Exercise directions => Which lines in the entries below contain the word "black"? Copy each of them out.

Supplied records =>

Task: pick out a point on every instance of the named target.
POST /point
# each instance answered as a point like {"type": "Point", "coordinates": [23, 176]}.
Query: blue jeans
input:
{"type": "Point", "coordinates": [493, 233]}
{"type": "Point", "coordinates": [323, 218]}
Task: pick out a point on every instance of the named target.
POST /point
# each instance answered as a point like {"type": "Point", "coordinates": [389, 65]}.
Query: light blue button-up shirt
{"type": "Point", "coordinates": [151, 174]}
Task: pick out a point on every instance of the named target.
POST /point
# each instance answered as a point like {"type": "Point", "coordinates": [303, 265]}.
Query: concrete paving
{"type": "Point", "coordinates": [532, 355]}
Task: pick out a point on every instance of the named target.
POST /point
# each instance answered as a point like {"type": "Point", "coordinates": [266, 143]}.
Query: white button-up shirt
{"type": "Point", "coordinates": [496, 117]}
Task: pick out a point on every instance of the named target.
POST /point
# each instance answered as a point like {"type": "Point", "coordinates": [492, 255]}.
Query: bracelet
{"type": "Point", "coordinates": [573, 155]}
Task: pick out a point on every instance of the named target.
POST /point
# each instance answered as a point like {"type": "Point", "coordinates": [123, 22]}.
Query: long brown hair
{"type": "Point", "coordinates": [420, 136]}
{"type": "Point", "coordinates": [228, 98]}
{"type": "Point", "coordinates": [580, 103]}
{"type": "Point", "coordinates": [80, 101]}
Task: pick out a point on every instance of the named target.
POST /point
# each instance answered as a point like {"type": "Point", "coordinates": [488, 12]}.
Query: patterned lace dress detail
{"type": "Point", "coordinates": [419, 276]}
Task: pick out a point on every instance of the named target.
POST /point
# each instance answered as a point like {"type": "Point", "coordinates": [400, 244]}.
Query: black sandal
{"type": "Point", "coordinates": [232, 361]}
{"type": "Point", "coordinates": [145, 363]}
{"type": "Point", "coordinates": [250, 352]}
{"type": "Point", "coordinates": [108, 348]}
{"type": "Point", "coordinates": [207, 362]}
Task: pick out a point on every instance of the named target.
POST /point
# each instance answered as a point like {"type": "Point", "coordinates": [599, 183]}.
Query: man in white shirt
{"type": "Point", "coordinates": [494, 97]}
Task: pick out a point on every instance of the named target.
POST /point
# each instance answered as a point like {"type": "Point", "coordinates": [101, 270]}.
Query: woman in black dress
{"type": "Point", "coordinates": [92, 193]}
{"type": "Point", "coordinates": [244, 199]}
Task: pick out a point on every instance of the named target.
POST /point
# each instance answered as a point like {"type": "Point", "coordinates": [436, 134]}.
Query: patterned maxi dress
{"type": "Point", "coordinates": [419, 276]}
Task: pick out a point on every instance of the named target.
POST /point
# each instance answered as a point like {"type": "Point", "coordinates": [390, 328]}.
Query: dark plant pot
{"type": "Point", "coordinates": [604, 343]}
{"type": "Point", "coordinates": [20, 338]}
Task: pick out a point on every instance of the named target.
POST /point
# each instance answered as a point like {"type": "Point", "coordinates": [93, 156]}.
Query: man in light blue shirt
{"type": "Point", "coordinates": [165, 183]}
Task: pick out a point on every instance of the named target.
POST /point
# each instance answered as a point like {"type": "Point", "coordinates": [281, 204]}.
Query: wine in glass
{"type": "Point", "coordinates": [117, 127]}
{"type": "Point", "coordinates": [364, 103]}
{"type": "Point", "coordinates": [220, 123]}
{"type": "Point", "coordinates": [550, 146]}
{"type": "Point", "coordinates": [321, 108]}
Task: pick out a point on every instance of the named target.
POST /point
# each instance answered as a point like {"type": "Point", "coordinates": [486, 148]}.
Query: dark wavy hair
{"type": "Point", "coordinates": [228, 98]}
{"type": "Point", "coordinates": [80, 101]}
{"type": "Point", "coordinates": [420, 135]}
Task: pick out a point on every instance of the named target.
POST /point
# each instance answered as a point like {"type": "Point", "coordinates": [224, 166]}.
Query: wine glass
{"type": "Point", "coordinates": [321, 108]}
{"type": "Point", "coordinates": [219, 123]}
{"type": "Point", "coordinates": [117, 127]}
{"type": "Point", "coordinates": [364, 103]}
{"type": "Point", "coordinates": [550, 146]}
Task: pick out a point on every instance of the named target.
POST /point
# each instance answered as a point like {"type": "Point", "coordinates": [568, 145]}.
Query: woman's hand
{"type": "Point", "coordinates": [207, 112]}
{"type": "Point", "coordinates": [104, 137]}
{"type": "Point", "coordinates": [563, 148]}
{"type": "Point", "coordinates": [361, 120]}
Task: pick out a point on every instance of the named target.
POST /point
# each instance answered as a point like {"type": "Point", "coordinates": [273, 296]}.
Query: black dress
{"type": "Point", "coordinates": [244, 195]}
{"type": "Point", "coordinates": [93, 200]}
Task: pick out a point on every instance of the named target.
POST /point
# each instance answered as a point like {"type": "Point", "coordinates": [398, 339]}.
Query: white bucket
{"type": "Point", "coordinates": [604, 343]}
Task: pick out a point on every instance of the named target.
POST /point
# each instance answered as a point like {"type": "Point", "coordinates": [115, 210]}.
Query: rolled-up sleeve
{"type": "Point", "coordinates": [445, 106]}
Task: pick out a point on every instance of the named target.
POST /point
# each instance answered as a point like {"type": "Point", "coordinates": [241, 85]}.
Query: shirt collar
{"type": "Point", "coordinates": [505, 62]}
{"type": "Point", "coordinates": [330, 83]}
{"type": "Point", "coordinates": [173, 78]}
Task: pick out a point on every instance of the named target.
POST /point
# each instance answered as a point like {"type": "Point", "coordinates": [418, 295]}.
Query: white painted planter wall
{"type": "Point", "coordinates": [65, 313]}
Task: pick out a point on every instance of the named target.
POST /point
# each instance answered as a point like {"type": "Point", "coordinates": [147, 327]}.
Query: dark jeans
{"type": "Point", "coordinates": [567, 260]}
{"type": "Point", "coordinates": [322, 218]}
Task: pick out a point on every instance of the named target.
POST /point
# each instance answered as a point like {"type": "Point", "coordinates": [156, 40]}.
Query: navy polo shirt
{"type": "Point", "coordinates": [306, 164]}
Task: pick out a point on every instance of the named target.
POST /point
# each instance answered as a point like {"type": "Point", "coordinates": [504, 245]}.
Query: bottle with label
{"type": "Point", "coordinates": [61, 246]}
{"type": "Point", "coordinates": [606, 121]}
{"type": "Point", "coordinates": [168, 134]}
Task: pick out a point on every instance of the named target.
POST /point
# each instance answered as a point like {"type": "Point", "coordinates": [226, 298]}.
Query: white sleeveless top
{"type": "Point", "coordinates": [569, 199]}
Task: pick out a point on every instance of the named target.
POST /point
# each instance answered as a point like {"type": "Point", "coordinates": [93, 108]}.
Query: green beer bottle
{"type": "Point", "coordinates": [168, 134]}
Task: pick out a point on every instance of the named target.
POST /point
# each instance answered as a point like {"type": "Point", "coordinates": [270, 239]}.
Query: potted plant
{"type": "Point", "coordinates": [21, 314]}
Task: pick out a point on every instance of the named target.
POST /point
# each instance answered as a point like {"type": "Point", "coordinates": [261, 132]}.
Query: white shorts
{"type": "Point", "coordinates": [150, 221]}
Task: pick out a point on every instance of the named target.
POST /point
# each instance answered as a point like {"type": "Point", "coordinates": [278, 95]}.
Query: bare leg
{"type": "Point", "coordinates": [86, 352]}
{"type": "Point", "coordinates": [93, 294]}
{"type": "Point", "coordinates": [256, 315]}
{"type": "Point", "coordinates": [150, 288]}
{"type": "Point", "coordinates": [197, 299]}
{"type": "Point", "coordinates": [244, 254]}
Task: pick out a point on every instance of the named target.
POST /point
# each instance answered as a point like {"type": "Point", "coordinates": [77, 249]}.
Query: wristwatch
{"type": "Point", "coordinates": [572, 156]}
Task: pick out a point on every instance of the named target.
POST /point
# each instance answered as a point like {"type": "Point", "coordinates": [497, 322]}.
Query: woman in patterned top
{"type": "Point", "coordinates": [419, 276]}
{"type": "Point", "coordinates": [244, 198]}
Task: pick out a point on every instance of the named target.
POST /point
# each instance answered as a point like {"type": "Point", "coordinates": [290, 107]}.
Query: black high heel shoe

The response =>
Query: black sandal
Query: woman in black dress
Query: black dress
Query: black high heel shoe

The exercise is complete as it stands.